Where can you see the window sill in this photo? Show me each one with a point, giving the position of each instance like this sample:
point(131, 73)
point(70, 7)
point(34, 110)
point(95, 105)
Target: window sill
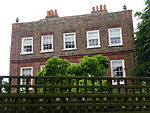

==============================

### Aufgabe
Gib sämtliche Zeilen der Daten oben Wort für Wort wieder aus, lass dabei aber die Bilder weg.

### Antwort
Where can you see the window sill in this photo? Show me each one with a point, giving the position of each instance like this sample:
point(131, 73)
point(70, 7)
point(34, 110)
point(95, 105)
Target: window sill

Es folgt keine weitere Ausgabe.